• [THE EXERCISE]:
Rewrite everything from the line containing "Objective — one point per instance of the plant" down to the end of the listing below, putting "plant stem" wherever "plant twig" appears and keeping all else the same.
-- start GIVEN DATA --
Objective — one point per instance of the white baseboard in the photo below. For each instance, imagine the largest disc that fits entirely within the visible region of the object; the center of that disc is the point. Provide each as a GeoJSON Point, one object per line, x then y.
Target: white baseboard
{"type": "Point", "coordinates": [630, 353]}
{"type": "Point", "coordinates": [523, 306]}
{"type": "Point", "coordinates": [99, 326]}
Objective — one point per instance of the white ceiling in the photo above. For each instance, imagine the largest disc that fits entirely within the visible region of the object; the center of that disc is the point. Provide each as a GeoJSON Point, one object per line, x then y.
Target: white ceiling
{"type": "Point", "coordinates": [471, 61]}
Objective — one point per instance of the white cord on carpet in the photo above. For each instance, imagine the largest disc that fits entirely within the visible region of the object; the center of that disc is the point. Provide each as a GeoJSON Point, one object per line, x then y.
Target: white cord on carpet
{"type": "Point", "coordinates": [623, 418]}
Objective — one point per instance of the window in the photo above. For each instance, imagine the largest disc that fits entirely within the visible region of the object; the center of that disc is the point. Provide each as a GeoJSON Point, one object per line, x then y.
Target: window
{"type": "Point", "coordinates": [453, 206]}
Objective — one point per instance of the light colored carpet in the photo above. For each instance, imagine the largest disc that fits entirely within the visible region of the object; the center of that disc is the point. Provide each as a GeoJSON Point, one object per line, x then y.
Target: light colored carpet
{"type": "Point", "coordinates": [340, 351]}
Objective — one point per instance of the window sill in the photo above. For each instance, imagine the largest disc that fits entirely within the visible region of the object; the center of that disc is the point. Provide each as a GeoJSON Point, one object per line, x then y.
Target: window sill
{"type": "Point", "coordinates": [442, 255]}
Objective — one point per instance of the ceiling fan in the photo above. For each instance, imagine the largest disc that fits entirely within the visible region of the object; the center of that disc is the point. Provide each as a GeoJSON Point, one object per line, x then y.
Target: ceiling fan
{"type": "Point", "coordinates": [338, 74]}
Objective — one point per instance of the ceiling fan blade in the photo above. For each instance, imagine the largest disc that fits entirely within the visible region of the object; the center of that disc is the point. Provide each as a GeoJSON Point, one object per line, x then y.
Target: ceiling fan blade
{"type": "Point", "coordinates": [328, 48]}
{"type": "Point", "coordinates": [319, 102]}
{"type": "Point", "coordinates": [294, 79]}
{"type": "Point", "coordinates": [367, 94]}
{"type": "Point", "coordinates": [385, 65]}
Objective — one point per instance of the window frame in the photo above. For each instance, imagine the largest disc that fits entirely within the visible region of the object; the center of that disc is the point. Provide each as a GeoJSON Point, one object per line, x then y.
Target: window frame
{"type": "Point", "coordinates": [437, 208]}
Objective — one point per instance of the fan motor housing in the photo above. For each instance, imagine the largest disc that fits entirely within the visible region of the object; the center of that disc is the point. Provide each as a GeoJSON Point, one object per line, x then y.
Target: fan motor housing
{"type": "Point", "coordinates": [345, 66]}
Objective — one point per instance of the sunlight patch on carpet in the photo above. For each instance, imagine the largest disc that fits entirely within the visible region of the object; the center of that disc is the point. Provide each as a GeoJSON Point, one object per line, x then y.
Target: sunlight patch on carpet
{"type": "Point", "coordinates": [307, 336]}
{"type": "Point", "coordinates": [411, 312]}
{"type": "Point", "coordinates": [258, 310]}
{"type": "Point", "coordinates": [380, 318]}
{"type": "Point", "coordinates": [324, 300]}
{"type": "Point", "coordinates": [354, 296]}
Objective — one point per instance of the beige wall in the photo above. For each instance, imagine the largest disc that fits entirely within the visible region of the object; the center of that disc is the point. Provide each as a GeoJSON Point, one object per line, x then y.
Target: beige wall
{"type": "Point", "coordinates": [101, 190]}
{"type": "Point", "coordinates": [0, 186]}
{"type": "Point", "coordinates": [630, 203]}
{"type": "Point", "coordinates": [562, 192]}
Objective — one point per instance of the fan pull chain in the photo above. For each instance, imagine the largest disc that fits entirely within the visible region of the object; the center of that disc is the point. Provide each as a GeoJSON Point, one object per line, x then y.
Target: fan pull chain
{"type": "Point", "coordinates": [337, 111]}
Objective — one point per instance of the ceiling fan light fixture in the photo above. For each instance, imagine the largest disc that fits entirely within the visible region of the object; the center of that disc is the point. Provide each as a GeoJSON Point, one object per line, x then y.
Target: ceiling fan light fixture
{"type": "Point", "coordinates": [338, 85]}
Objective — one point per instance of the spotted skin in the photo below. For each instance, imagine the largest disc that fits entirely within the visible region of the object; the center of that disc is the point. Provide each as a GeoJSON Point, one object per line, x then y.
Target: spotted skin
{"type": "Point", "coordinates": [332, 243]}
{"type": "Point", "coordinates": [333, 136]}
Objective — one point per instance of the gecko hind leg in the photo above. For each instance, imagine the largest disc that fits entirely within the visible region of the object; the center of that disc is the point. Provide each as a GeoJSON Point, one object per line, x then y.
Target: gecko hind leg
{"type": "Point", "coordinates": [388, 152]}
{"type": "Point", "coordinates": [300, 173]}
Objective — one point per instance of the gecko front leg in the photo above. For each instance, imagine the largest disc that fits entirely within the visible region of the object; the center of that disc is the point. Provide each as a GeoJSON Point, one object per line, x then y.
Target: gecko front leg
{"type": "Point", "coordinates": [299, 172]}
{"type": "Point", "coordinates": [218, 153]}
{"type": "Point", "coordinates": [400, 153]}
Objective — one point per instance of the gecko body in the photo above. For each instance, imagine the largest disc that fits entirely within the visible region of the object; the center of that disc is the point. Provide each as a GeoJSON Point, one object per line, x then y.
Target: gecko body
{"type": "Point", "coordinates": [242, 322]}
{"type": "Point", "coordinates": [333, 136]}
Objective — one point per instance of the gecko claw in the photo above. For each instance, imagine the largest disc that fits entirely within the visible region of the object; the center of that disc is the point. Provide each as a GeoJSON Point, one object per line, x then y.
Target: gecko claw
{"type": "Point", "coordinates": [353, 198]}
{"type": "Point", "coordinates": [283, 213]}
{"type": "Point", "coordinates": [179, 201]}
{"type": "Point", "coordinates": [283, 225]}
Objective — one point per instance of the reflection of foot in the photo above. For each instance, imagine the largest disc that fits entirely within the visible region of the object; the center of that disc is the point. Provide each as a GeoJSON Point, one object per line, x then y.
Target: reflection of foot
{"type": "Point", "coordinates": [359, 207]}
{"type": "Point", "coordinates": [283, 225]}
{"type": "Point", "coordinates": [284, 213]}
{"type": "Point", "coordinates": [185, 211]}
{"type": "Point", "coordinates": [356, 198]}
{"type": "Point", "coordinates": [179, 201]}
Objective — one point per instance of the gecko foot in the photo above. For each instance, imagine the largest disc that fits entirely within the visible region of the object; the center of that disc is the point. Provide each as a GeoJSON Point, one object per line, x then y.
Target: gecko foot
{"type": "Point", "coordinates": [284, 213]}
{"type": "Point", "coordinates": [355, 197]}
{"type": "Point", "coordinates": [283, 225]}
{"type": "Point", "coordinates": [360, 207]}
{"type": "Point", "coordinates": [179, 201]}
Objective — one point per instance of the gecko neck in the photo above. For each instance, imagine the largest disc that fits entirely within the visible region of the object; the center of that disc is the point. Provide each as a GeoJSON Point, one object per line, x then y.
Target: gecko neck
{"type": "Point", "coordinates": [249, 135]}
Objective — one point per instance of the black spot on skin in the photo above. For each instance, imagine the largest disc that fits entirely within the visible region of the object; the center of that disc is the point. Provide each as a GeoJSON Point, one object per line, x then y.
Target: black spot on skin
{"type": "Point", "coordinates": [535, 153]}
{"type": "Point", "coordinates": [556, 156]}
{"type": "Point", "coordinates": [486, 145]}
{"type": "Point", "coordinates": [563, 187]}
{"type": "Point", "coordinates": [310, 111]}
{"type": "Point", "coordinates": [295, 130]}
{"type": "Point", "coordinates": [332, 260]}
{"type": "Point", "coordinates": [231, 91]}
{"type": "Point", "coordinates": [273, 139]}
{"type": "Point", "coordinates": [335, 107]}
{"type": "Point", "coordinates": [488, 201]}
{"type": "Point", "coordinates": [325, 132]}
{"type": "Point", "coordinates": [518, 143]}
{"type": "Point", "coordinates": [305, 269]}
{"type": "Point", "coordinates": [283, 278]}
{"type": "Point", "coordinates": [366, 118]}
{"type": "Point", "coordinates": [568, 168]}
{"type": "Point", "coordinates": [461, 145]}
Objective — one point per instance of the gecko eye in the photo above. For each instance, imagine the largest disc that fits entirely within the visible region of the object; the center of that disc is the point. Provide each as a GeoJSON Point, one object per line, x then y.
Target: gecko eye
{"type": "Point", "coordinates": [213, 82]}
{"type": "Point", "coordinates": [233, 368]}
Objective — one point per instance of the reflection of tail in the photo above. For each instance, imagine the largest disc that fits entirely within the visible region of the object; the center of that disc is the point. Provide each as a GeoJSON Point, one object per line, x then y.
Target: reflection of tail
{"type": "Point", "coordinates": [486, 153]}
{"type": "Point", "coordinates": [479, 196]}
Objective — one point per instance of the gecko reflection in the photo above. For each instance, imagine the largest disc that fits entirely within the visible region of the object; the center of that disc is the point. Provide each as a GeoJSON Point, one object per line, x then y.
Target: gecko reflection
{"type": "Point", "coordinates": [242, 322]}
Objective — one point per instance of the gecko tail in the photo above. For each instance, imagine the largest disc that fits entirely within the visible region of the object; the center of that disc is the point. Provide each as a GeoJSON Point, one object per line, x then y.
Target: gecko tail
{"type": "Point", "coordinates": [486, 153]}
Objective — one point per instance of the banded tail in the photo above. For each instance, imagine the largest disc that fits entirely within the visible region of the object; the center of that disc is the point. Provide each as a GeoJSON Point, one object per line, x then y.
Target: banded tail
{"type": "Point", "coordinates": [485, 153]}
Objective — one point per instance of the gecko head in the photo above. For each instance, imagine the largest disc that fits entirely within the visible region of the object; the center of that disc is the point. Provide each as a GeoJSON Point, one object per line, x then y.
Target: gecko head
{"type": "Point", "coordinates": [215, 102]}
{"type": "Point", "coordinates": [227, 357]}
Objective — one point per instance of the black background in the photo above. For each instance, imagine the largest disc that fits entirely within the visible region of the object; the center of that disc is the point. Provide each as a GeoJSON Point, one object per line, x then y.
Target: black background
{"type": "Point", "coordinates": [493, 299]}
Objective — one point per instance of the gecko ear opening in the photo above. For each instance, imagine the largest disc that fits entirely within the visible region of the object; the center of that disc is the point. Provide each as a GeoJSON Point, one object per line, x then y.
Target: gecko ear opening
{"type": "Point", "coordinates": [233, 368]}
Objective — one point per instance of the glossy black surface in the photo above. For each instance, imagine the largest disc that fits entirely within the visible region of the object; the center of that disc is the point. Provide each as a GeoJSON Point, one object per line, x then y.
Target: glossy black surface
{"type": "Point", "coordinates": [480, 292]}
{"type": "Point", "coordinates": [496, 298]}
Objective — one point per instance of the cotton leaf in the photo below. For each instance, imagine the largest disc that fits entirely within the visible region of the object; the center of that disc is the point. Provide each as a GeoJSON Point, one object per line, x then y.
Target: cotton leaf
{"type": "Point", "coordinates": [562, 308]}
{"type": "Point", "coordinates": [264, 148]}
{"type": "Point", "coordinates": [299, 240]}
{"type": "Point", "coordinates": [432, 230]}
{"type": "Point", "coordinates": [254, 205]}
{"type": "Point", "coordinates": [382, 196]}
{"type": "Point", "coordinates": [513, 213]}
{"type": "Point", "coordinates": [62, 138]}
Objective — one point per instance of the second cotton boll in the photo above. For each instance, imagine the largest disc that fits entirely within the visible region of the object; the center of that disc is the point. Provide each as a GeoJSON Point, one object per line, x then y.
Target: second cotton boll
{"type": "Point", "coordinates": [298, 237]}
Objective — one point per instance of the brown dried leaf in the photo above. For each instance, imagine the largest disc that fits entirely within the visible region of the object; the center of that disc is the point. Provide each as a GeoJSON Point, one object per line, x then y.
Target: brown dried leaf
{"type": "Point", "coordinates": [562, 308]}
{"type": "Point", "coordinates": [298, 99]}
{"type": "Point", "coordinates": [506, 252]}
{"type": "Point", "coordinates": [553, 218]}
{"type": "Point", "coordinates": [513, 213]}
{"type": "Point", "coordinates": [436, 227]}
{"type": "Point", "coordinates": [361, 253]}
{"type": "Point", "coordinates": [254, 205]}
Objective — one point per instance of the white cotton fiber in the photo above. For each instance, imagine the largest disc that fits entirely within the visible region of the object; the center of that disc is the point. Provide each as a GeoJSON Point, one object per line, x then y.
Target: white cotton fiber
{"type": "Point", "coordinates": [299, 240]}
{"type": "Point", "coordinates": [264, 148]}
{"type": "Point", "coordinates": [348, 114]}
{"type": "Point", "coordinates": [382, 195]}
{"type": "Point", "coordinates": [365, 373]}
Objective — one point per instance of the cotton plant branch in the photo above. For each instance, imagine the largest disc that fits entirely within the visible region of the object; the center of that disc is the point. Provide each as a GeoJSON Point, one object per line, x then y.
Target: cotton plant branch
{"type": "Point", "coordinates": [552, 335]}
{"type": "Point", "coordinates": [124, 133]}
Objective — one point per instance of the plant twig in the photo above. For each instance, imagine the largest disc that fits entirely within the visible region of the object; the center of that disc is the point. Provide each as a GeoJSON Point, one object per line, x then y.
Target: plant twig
-- end GIVEN DATA --
• [SOLVED EXERCISE]:
Objective — one point per instance of the plant stem in the photo above. For each instance, imagine the largest disc that fits entirely within the visible region of the object; the center of that disc is the point. Provide each as a GeoJSON Point, one object per line, x then y.
Target: plant stem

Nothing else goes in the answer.